* [Exercises to complete]:
[1] Answer these from the post on analytics troubleshooting:
(a) Where on a webpage do developers typically add the main analytics code?
(b) Which browser does Firebug mainly work with?
(c) How long do most analytics reports take to display results online?
[2] Repeat word for word the stretch of the post on analytics troubleshooting from "Confirm Report Settings" to "be going on.".

* [Selected passage]:
= Beginning of Section =
The diagnostics for analytics can take many forms, but the challenge lies in where to start troubleshooting first. One approach is to simplify the source of the problem – errors can lie either in the data collection or in the report settings of your analytics solution. Let’s look at a few typical occurrences.
Checking data collection and settings
Addressing data collection issues first is usually a good place to start. They are symptomatic of technical issues with an analytics code installation. These technical issues usually appear as sudden changes of data trends in analytics reports – Spikes or steep drops – or implemented changes in tag details, such as mistyped regular expressions.
First, eliminate the basic analytics installation concerns. Verify that the site pages contain the latest supported version of the web analytics solutions being used. If a site has not been updated in a while, it can be easy to have features or settings that are no longer useful in place. And analytics providers sunset features, so for the latest information, follow a well-supported resource from the solution provider.
Next, troubleshoot to confirm that the analytics page tag is installed correctly. Manually you can always look at the source code of a webpage just to to see if its there. No code means no data regarding the page is being reported in the analytics solution. Developers typically add the main analytics code at the top or bottom of a webpage.
A manual search of a page for an analytics is acceptable for simple sites with a page or two; For sites with a large number of pages, a few tools are available to make verification easier. One easy tool is the notification alert. Located in the upper right of the screen, the notification alert reflects what should be corrected in the settings (You can learn more about each indicator here in this Zimana post)
A world of debuggers and tag checkers
There is also Tag Assistant, a Google Chrome plugin which works with Google Tag manager and other enterprise-level tagging as well as Google Analytics.
Other tools that can help for issues regarding tags and cookies include Firebug (which works mainly with Firefox; Firebug Lite, a version for Google Chrome, is available) and Google Chrome DevTool. These can focus on potential issues that impact how the website code is being interpreted in the browser.
You can also record how data is being collected – Fiddler and Charles have recording features, which show a number of server calls for site elements when a webpage is rendered during a session.
Having a review of what tags have been added to a site can help highlight what tags should be in place at a website’s launch, and what has impacted the collected data from a site.
Confirm Report Settings
Some errors are associated to misinformation in the report settings. The result for analytic users is viewing trends that do not make intuitive sense. The errors are usually consistent – examining over different time periods or reviewing dimensions can reveal hints about what may be going on.
1. View if data is appearing in the report
Use real time features for quick confirm basic functionality for receiving data. Most analytics reports takes up to 24 hours to display results online, but many sub features can be available within a few hours depending on site visit volume.
2. Note misalignment of goals
Know how your site elements are related to conversion goals. It’s the core for what should be provided – apps. information, and the social media that compliments it.
3. Review environment in which reporting is issued.
This connects to number 2 – review what conditions are being created. Is there a period in which a spike occurred? What marketing occurred? Most of the details may not tell you why a spike happened, but you can better focus on how to deploy some possible next steps to correct the problem
4. Examine the syntax of filters to make sure they are functioning.
Filters sort our data that is reported through the use of regular expressions – text characters that filter characters in a sequence. These are tricky because it takes an imagination of the text pattern being filtered. Planning for regular expressions means accounting for ongoing anomalies. Thus user error or a sequence overlook can occur.
= End of Section =
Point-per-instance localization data
= Beginning of Section =
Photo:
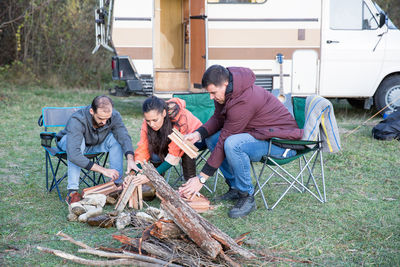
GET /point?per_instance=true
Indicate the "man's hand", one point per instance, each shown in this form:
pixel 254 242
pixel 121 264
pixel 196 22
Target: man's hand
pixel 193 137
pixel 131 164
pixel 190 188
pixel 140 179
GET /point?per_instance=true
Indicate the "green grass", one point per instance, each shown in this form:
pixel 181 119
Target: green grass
= End of Section =
= Beginning of Section =
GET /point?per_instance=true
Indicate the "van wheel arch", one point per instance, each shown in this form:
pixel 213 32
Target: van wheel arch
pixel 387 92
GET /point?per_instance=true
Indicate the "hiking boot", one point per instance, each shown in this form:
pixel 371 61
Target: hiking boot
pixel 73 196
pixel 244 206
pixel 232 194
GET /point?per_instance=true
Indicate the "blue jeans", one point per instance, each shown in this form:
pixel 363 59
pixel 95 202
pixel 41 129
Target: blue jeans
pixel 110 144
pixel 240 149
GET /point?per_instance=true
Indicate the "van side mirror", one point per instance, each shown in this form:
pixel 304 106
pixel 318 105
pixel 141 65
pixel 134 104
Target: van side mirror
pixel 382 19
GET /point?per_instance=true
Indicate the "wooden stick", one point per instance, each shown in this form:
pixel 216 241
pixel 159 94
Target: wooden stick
= End of Section =
* [Solutions for each task]:
[1]
(a) At the top or bottom of the webpage.
(b) Firefox.
(c) Up to 24 hours.

[2]
Confirm Report Settings
Some errors are associated to misinformation in the report settings. The result for analytic users is viewing trends that do not make intuitive sense. The errors are usually consistent – examining over different time periods or reviewing dimensions can reveal hints about what may be going on.